Excerpt:
——————
Shimla, June 27 (IANS) Union Minister for Labour and Employment Mansukh Mandaviya on Friday launched the SPREE (Scheme to Promote Registration of Employers/Employees) to expand ESI coverage across India and approved the Amnesty Scheme – 2025 to reduce litigation and promote compliance.

The Employees’ State Insurance Corporation, during a meeting chaired by the minister in Shimla, also approved other key agenda items aimed at enhancing ESIC’s operational reach, infrastructure, and healthcare delivery.

These include simplification of the existing damages framework, revised ESI Policy of AYUSH – 2023 and pilot partnership of ESIC with charitable hospitals to improve healthcare access.
——————
Data records:
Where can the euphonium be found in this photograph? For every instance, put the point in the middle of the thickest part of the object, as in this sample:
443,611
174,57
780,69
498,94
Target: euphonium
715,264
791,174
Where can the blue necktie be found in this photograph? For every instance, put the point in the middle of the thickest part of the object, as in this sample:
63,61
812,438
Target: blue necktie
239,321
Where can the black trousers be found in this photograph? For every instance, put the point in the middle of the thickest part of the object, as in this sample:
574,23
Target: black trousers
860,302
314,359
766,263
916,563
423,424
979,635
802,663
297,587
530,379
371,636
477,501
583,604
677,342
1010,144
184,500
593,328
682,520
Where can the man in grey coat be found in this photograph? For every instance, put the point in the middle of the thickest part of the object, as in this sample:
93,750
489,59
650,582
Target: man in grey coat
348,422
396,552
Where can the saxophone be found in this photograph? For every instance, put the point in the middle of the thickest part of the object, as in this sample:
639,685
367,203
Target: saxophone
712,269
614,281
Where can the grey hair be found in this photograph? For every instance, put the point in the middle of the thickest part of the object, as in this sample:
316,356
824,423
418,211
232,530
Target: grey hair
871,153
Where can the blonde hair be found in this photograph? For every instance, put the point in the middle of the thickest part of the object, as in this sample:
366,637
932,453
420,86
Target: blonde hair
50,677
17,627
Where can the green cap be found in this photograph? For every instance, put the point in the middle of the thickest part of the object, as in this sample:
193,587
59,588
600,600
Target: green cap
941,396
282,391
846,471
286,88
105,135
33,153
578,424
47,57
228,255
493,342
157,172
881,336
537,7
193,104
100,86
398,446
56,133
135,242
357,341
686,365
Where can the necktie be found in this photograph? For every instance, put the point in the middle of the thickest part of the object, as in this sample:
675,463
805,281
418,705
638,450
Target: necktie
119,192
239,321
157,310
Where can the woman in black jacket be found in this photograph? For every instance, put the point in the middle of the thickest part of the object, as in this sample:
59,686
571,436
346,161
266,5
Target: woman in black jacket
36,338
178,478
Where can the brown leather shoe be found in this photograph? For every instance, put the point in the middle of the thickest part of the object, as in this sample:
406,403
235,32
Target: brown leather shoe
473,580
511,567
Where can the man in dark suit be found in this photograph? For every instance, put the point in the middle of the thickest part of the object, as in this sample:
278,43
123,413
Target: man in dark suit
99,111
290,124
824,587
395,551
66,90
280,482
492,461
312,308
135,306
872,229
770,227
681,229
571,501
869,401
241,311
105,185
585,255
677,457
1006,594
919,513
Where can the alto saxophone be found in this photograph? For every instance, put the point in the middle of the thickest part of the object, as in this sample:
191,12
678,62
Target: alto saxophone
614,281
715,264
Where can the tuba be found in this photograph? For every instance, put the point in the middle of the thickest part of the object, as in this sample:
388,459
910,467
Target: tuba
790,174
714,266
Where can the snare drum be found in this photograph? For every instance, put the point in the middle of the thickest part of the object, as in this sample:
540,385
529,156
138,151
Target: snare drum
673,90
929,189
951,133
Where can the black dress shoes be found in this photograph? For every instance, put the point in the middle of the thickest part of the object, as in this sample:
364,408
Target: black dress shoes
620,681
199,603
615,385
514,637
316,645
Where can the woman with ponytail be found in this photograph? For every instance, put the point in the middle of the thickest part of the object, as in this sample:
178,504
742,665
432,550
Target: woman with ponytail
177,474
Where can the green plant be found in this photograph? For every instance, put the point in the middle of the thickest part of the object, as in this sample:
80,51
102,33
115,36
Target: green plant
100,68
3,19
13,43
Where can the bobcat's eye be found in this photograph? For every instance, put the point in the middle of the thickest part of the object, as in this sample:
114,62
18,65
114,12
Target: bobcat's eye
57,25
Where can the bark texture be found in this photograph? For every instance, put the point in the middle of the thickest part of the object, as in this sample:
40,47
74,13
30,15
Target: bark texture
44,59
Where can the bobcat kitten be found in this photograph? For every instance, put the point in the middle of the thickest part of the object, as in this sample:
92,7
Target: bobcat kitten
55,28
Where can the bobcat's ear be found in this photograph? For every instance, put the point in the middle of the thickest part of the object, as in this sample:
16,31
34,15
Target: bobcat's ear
——————
Work instructions:
#1 In the excerpt on ESI coverage, what is the full name of the scheme abbreviated as SPREE?
#2 Repeat the portion of the ESI coverage excerpt starting at "The Employees’ State" and ending at "and healthcare delivery.".

Your responses:
#1 Scheme to Promote Registration of Employers/Employees

#2
The Employees’ State Insurance Corporation, during a meeting chaired by the minister in Shimla, also approved other key agenda items aimed at enhancing ESIC’s operational reach, infrastructure, and healthcare delivery.